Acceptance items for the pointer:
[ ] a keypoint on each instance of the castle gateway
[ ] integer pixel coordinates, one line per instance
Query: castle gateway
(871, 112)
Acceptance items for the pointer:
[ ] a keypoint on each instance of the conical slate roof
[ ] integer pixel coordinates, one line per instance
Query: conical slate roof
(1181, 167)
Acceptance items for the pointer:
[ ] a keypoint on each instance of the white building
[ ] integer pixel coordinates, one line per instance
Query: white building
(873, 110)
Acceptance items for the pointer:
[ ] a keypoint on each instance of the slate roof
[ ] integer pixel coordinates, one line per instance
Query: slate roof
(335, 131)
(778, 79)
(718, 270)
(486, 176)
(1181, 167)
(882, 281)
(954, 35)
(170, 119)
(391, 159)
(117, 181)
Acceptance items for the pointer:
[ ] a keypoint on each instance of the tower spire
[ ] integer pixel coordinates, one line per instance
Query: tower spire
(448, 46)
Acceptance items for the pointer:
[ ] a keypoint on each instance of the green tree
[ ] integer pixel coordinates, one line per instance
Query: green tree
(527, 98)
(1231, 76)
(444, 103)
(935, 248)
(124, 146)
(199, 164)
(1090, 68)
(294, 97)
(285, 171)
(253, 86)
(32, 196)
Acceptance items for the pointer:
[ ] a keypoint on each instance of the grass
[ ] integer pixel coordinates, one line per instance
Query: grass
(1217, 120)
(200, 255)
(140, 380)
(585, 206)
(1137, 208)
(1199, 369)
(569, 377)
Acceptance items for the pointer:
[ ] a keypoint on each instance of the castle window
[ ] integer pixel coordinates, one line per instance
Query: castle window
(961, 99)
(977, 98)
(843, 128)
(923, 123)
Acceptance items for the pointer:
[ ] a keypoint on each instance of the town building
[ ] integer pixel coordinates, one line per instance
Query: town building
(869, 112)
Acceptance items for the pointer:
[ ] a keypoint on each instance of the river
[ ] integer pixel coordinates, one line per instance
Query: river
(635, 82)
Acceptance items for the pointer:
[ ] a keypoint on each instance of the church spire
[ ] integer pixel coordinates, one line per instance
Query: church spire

§ **Problem**
The first line of the entries, the line with "[ ] a keypoint on each instance of the river", and every line between them should be retyped exactly, and nothing else.

§ **Final answer**
Acceptance items for the pointer:
[ ] a keypoint on each instance of the castle gateway
[ ] integer pixel coordinates, one line per instance
Query: castle gateway
(871, 112)
Acceptance items for the pointer:
[ ] a keypoint on each instance of the conical slate roof
[ ] integer pixel coordinates, one line per instance
Query: conical slate roof
(1181, 167)
Acceptance items for the pointer:
[ ] a keypoint on each instance of the white building
[ ] integer pixel coordinates, one line per instance
Query: white building
(873, 110)
Acceptance items for the pointer:
[ ] a keypoint on each instance of the slate roof
[ ] integer pixel coordinates, one line per instance
Query: slate roof
(335, 131)
(778, 79)
(718, 270)
(486, 176)
(1181, 167)
(882, 281)
(954, 35)
(170, 119)
(391, 159)
(117, 181)
Acceptance items for the pointer:
[ ] a keypoint on each instance of the tower spire
[ ] integer pixel coordinates, one line per instance
Query: tower spire
(448, 46)
Acceptance items for the pointer:
[ ] a keypoint on each instance of the green tree
[ ] integer pixel coordinates, one line per instance
Query: green tree
(527, 98)
(1231, 76)
(444, 103)
(935, 248)
(124, 146)
(199, 164)
(1090, 68)
(294, 97)
(285, 171)
(253, 86)
(32, 196)
Acceptance items for the pointer:
[ ] a keypoint on each instance of the grass
[ ] integer pixel coordinates, one line per instance
Query: grass
(1217, 120)
(200, 255)
(140, 380)
(585, 206)
(1137, 208)
(1199, 369)
(569, 377)
Acceptance items for the pointer:
[ ] a keypoint on each instance of the castle window
[ ] integer pixel coordinates, one line per instance
Query: castle window
(961, 99)
(977, 98)
(843, 128)
(923, 123)
Acceptance items for the pointer:
[ ] a keypoint on each instance of the town building
[ ] integer pixel coordinates, one line per instance
Query: town building
(869, 112)
Acceptance items for the pointer:
[ ] a keypoint on each instance of the river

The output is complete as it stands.